Autism spectrum disorder (ASD) affects at least 1 child in 68, and imposes a huge psychological and economic burden on affected individuals, their families and society. While significant progress has been made in determining genetic risk factors for ASD, there remains a substantial amount of unidentified genetic change contributing to risk.

Hilary Coon and Gabor Marth’s labs at the University of Utah will employ innovative genomic methods and analyses to assess two data resources for all types of genetic changes, including those that do not obviously affect the function of genes. The collaborative team from the Coon and Marth labs includes experts in autism genetics, bioinformatics and statistical genetics, and genomics. The approach the team will use involves newly developed genomic software that is at the leading edge of gene discovery.

The group will assess whole-genome sequencing (WGS) data from 540 carefully assessed families in the Simons Simplex Collection (SSC); each of these families has data from an affected and unaffected sibling and both parents. The investigators will also study WGS data and other molecular data from unique, high-risk, large Utah pedigrees that are also carefully assessed. The Utah pedigrees will further magnify the ability to learn more about how genetic mutations occur in families, and will also reveal genetic changes that are hard to find in small nuclear families, as pedigrees show familial repetition of inherited risk factors.

The detailed assessment of behaviors and medical conditions in both cohorts will allow the researchers to uncover associations with specific aspects of ASD (such as language onset or cognitive delay), or with associated psychiatric or medical conditions. Finally, the design may allow the discovery of genetic changes that are more frequent in unaffected siblings, which may reflect protective factors.
* * * * * * * * *
### Exercise
Can you return the part of the autism genetics text that begins at the words "Hilary Coon and" and stops after "of gene discovery.", copied word for word?

### Provided material
* * * * * * * * *
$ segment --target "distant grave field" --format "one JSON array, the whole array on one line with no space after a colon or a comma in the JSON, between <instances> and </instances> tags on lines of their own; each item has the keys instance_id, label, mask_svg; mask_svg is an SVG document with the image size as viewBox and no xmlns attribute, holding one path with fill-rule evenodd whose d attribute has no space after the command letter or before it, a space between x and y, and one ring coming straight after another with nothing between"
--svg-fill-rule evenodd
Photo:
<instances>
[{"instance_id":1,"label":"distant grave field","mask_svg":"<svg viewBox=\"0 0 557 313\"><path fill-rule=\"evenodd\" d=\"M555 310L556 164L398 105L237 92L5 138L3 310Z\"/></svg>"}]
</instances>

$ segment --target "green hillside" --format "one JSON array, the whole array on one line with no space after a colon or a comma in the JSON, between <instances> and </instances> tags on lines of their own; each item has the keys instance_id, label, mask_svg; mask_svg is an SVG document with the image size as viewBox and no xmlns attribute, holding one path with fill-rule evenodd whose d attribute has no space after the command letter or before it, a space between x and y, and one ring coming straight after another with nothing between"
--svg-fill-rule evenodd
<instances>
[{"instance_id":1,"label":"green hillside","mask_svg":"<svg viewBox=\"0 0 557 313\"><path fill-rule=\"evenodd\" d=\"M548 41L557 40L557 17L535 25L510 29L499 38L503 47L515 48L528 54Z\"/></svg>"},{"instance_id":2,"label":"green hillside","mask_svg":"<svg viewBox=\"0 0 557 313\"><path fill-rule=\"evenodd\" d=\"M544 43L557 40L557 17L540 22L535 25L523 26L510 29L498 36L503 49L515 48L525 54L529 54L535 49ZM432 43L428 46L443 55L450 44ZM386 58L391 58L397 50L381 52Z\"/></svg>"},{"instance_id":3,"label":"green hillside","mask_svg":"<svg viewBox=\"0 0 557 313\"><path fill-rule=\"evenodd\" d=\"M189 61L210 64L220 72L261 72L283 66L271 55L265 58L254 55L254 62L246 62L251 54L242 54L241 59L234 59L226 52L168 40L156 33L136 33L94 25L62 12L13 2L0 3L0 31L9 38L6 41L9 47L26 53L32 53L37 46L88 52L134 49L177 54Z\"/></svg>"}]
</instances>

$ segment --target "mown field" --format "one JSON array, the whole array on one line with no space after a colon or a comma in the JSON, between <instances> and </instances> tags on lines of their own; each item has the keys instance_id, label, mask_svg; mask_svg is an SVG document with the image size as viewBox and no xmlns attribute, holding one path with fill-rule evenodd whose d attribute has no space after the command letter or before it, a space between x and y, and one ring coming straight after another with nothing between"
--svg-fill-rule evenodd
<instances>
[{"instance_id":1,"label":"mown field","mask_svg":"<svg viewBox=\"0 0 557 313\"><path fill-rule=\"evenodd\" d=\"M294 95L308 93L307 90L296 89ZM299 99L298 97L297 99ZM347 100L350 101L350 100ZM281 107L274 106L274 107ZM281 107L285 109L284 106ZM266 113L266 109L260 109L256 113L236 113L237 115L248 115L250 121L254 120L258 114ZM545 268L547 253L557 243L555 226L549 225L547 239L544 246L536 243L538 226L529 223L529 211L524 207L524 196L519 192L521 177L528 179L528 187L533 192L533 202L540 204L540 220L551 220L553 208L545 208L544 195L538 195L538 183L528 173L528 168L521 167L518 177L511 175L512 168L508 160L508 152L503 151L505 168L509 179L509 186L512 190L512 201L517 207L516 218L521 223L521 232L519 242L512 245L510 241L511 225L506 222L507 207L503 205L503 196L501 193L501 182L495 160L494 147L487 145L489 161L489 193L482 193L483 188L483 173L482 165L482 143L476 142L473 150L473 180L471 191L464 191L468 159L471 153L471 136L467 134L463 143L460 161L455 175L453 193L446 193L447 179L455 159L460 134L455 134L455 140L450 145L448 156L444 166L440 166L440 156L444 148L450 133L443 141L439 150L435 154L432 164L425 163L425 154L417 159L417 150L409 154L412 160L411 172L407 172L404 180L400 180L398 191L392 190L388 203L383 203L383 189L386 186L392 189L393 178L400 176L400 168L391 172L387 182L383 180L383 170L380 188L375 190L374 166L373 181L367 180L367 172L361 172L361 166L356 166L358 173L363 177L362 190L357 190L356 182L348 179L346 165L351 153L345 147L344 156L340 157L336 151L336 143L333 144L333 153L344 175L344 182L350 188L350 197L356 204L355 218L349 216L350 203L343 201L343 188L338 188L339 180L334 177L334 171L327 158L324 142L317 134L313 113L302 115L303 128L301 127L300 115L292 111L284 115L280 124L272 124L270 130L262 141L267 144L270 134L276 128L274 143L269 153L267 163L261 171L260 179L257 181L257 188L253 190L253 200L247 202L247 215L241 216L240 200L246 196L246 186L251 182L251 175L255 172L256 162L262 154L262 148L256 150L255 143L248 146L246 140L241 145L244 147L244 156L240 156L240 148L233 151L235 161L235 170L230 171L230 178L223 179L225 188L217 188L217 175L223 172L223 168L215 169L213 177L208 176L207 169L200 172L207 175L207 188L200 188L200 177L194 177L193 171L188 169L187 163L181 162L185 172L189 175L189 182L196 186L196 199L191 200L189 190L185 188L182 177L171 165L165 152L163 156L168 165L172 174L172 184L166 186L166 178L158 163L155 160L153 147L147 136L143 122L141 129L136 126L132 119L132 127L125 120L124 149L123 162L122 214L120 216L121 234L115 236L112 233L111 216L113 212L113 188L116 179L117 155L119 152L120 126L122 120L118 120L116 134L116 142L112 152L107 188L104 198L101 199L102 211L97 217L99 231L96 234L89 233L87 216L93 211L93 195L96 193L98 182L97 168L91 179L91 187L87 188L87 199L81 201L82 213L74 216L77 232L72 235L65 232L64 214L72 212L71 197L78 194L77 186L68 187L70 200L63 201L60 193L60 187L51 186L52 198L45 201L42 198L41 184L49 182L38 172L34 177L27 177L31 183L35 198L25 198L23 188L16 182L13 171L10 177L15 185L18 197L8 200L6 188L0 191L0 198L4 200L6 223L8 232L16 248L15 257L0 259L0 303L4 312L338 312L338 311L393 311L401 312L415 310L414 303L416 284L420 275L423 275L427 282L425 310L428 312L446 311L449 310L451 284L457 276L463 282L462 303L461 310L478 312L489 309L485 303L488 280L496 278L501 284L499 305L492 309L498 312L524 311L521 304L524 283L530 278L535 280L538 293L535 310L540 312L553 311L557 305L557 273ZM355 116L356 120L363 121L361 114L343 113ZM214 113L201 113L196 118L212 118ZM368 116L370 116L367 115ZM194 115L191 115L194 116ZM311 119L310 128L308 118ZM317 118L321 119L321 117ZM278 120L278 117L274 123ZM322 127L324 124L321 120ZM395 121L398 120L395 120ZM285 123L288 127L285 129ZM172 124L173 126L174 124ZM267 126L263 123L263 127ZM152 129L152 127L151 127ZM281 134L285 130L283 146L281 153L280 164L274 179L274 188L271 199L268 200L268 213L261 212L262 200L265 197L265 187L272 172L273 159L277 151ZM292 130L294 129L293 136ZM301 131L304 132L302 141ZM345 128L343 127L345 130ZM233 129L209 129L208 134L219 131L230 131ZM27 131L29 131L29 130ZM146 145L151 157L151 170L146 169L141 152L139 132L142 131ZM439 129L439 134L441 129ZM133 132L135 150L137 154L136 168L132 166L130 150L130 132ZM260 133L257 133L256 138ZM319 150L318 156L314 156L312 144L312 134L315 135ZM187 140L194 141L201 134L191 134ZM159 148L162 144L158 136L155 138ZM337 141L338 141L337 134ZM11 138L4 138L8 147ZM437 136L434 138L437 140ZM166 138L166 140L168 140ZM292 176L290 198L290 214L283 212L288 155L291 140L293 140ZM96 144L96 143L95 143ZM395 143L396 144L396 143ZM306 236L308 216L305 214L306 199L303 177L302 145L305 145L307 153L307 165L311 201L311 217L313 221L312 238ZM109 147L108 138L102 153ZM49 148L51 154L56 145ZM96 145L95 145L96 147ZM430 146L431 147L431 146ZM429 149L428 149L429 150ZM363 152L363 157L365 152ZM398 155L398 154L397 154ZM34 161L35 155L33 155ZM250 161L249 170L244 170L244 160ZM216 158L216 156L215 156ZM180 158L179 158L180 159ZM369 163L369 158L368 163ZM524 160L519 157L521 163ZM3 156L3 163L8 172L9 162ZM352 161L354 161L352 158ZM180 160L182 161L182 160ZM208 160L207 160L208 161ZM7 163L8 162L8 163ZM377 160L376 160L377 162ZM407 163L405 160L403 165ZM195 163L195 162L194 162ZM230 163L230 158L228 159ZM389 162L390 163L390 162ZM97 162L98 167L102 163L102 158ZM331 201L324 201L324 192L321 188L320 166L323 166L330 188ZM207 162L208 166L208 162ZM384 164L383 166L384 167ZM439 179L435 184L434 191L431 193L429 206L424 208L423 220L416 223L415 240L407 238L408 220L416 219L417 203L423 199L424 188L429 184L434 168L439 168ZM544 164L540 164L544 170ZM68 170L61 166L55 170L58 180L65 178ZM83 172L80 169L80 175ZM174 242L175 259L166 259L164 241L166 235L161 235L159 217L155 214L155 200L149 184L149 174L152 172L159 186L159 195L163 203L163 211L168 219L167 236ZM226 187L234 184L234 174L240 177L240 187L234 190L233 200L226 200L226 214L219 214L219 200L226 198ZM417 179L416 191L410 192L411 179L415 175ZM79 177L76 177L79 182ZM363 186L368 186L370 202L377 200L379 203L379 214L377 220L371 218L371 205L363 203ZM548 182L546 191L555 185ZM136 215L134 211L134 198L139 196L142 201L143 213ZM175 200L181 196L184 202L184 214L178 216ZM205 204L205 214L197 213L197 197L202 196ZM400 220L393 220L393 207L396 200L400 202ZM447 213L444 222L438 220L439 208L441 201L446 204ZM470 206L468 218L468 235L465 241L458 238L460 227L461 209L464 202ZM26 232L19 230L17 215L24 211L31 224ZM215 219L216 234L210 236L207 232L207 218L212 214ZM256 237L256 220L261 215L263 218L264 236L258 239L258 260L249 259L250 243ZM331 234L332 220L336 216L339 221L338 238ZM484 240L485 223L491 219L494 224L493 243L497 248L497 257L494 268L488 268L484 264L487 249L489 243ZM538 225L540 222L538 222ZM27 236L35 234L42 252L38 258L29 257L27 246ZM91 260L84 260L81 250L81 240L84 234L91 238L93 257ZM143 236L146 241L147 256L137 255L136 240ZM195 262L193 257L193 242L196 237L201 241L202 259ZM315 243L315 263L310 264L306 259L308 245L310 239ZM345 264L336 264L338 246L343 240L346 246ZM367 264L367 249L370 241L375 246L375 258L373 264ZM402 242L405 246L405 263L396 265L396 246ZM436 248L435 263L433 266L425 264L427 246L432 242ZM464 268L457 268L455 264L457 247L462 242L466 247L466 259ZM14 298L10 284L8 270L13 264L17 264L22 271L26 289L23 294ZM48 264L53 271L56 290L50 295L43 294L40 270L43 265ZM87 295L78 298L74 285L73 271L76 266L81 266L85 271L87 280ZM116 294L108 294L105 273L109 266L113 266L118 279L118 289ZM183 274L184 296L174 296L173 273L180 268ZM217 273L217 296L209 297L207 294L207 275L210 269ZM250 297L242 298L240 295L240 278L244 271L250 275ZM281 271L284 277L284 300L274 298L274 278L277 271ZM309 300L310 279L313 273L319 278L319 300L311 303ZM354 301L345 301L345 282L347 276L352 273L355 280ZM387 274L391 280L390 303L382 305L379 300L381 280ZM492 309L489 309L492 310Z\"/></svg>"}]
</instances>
* * * * * * * * *
### Answer to this task
Hilary Coon and Gabor Marth’s labs at the University of Utah will employ innovative genomic methods and analyses to assess two data resources for all types of genetic changes, including those that do not obviously affect the function of genes. The collaborative team from the Coon and Marth labs includes experts in autism genetics, bioinformatics and statistical genetics, and genomics. The approach the team will use involves newly developed genomic software that is at the leading edge of gene discovery.